(What this task involves):
A verbatim repeat of the lines below is required, with the pictures removed.

Records contained in a dataset:
▼

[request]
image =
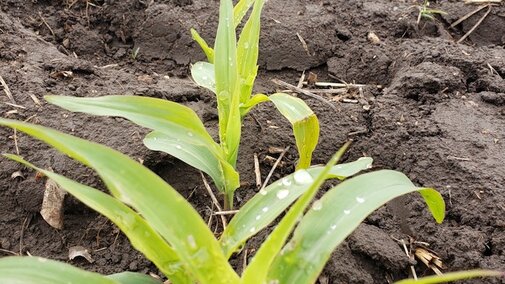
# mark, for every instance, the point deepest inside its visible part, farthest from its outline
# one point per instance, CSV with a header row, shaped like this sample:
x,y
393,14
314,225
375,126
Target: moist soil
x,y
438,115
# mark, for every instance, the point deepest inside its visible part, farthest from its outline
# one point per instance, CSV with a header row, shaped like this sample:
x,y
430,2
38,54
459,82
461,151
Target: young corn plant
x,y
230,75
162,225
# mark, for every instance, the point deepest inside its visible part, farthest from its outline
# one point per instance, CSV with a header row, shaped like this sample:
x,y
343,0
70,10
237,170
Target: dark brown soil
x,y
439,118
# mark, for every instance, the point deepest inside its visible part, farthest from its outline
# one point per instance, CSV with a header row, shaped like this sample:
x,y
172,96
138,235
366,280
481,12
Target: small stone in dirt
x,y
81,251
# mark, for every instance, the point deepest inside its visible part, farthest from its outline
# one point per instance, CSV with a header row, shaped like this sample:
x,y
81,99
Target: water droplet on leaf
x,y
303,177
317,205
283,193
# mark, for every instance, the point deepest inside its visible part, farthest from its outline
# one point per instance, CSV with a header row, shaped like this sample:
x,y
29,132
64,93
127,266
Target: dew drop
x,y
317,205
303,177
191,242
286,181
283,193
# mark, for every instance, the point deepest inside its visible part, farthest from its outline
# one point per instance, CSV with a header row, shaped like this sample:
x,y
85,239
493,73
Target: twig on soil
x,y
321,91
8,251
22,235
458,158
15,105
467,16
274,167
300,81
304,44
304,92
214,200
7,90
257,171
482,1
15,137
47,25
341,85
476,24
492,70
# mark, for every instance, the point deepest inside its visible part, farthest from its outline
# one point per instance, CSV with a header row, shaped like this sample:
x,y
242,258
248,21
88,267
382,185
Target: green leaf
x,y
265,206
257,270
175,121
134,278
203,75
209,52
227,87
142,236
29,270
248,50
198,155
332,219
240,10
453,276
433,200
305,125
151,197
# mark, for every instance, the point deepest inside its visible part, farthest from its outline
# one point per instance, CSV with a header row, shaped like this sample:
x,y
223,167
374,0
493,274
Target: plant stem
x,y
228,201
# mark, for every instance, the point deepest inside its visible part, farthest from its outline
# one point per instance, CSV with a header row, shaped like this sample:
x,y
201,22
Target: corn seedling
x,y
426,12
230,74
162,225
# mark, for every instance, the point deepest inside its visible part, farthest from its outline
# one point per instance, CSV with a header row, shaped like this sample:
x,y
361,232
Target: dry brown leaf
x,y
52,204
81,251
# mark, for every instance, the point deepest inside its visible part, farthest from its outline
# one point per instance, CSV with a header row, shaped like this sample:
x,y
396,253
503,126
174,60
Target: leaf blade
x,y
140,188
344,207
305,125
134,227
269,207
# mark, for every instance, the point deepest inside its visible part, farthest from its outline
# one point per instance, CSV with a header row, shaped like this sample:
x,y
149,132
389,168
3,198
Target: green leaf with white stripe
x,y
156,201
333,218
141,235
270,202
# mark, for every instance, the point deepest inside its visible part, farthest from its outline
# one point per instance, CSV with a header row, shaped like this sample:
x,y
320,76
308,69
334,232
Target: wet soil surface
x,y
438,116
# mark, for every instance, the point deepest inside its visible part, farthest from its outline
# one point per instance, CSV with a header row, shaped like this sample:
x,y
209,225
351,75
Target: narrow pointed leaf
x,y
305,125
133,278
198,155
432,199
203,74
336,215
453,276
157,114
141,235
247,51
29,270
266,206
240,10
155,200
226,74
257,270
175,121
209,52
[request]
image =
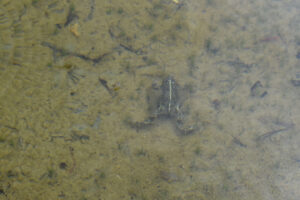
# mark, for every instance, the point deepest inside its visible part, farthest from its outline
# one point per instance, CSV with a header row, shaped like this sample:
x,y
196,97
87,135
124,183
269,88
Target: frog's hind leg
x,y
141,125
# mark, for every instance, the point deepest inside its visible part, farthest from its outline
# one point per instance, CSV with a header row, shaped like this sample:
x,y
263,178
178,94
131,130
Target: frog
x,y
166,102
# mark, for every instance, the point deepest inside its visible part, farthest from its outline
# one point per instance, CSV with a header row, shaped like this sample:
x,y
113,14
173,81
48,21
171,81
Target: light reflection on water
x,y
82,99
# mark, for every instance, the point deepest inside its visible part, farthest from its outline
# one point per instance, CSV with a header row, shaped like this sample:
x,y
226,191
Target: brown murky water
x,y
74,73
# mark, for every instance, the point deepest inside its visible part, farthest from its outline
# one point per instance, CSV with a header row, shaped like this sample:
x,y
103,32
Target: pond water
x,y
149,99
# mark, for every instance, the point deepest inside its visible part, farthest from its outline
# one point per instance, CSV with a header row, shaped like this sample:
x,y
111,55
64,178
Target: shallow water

▲

(Written answer):
[request]
image =
# mark, for every instance, the point deepest inside its visible part, farthest from its outline
# one point per instance, CSV with a header row, shaped like this sample:
x,y
393,14
314,225
375,126
Target: moist soil
x,y
438,115
# mark, for every instance, the point deepest inside its visible part, farthest from its outline
# one point per instance, CSV with a header row, shaped like this sample:
x,y
430,2
38,54
459,82
461,151
Target: young corn plant
x,y
230,75
162,225
# mark, for every instance, the point deepest inside its visible part, farthest from its outline
# one point per instance, CSV with a header row, shaped like this sample:
x,y
343,0
70,10
237,170
Target: dark brown soil
x,y
439,118
# mark, for every instance, the point deepest inside its visible part, farthest from its outline
# one point per instance, CSV with a header row, shaped like this sample:
x,y
172,96
138,235
366,280
481,12
Target: small stone in dirt
x,y
81,251
# mark, for every instance, the point deepest inside its visible part, farthest from its outline
# one point per instance, CSV with a header row, shaped like this sample:
x,y
81,99
Target: water droplet on leaf
x,y
303,177
317,205
283,193
# mark, for every instance, the point deepest inside its visible part, farthest from its outline
# one point per instance, CSV with a header row, shaped like this sample:
x,y
29,132
64,93
127,266
Target: dew drop
x,y
317,205
303,177
191,242
286,181
283,193
# mark, for every instance, the point deepest inside its visible part, farthest from its outline
# one point per instance, CSV with a header row, shaped like this sample:
x,y
85,239
493,73
Target: twig on soil
x,y
321,91
8,251
22,235
458,158
15,105
467,16
274,167
300,81
304,44
304,92
214,200
7,90
257,171
482,1
15,137
47,25
341,85
476,24
492,70
# mark, for every instance, the point deepest inside its visible part, farthest from its outline
# one point per instance, CSV with a header row, shaped like this sample:
x,y
242,258
248,21
88,267
382,185
Target: green leaf
x,y
265,206
257,270
175,121
134,278
203,75
209,52
227,87
142,236
29,270
248,50
198,155
332,219
240,10
453,276
433,200
305,125
151,197
# mark, for every instance, the point deepest inside its visible part, farthest from its outline
# one point per instance, CSV with a header row, shaped like this sample:
x,y
223,167
374,0
493,274
Target: plant stem
x,y
228,201
# mark, for every instance, the point deepest inside its visible part, farthest from its outline
# one point per instance, CSV with a header row, shaped like this sample:
x,y
201,22
Target: corn seedling
x,y
426,12
230,74
162,225
# mark, for every instance, the point deepest inside its visible part, farthest from its outline
# one point per instance, CSV with a header row, shaped like this sample:
x,y
361,232
Target: dry brown leaf
x,y
52,204
81,251
# mark, for every instance, the point deepest inside its visible part, farthest from its outline
# one point per instance, CSV with a header row, shaped like this sample:
x,y
396,253
503,126
174,60
Target: leaf blade
x,y
140,188
344,207
305,125
134,227
269,207
# mark, for every instance, the point deepest inside its visible part, farthest from its outline
# one point per instance, CSV with a header row, shaped like this sample:
x,y
149,132
389,168
3,198
Target: green leaf with white stripe
x,y
156,201
333,218
141,235
270,202
# mark, for every instance, the point deepest inside its visible part, farthest from its outline
# one point per instance, CSV with a header row, shaped like this sample:
x,y
320,76
308,69
334,232
Target: wet soil surface
x,y
438,116
# mark, for every instance, the point deepest inside its visible part, farthest from its outline
# one point per instance, CSV with a header row, shaped like this sample:
x,y
209,225
351,75
Target: narrow pointed leaf
x,y
305,125
133,278
198,155
432,199
203,74
336,215
453,276
157,114
141,235
247,51
29,270
266,206
240,10
155,200
226,74
257,270
175,121
209,52
[request]
image =
# mark, for every instance, the point deepest inside its visible part, farthest from its outline
# one point per instance, CSV with a header row, shaped like this sample:
x,y
196,97
87,135
124,183
269,88
Target: frog's hind leg
x,y
141,125
# mark, for every instance, the point deepest inside its visible part, farthest from its outline
# one point per instance, CSV with a header row, shaped like this sample:
x,y
263,178
178,94
131,130
Target: frog
x,y
166,102
# mark, for every instance, the point deepest inside its visible part, farthest from its outline
# one point per instance, CSV with a header row, shaped like this sample:
x,y
113,14
173,81
48,21
171,81
Target: light reflection on water
x,y
82,99
# mark, for every instance, the point deepest inside its visible part, farthest from its outline
# one point per instance, CSV with a header row, shaped like this sample:
x,y
226,191
Target: brown murky water
x,y
74,73
# mark, for every instance, the point deepest inside its visible part, farthest from its outline
# one point per instance, CSV with a header row, shaped like this sample:
x,y
103,32
Target: pond water
x,y
149,99
# mark, for every instance, the point deepest inside its visible part, farthest from its outline
# one point per instance, CSV with a header row, shaped like this sample:
x,y
111,55
64,178
Target: shallow water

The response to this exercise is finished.